Exercise directions = Write out the stretch of lines below that begins at the line with "x=183, y=247" and ends at the line with "pin the woman", including both, exactly as given and nothing more.

Input for this task =
* * *

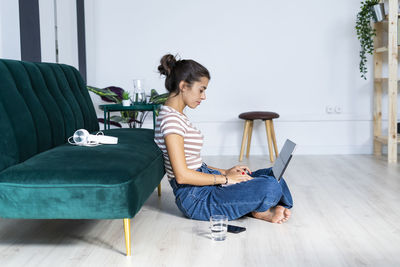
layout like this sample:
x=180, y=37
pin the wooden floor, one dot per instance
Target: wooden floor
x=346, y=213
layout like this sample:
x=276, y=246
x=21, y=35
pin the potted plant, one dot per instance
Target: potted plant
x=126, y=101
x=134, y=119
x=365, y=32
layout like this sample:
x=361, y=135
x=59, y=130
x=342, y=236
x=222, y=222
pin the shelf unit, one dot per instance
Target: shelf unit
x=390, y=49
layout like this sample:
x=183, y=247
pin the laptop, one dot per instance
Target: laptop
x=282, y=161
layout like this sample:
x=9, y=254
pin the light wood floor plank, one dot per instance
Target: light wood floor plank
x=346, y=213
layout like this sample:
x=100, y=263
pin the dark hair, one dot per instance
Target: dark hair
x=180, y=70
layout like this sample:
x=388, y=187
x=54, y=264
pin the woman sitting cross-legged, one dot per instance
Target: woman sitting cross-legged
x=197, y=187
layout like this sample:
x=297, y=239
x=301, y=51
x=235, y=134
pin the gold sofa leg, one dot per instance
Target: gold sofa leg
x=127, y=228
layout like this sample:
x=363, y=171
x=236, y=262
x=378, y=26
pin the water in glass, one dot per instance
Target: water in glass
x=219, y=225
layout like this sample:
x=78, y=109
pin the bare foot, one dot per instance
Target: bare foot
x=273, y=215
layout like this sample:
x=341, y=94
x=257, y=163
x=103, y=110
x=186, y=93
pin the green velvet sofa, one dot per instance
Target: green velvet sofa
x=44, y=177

* * *

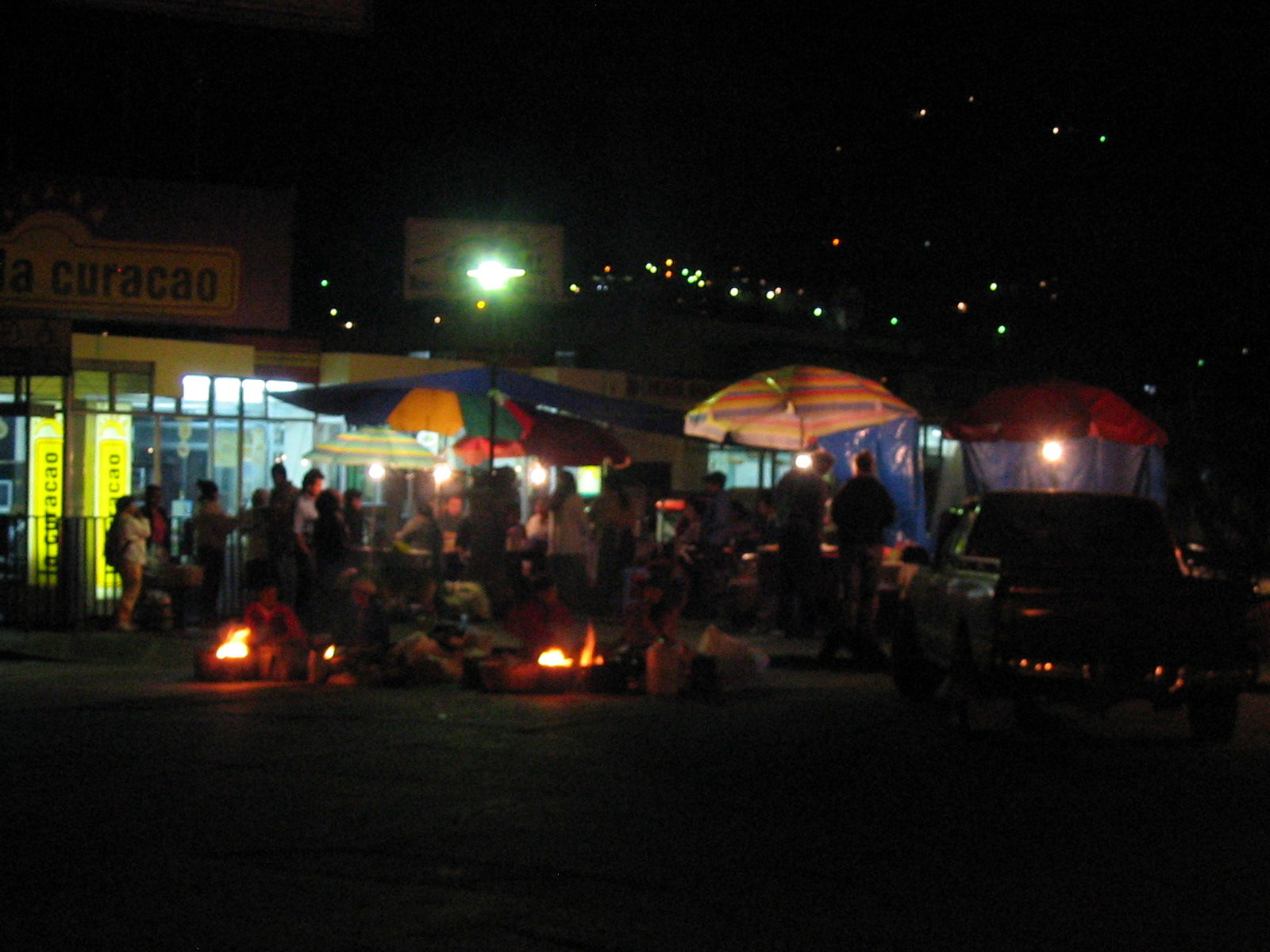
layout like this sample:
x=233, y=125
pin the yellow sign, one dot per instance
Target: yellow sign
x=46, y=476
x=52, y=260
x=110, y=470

* * *

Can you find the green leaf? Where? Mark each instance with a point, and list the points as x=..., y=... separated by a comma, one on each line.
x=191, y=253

* * *

Answer =
x=183, y=247
pin the laptop, one dot per instance
Target: laptop
x=282, y=161
layout like this sample:
x=9, y=254
pin the light wood floor plank, one dot per instance
Target: light wood floor plank
x=346, y=213
layout like this sample:
x=100, y=263
pin the dark hair, one dot per instance
Target: dark hair
x=180, y=70
layout like this sample:
x=388, y=187
x=54, y=264
pin the woman sitting cross-legged, one dot per instance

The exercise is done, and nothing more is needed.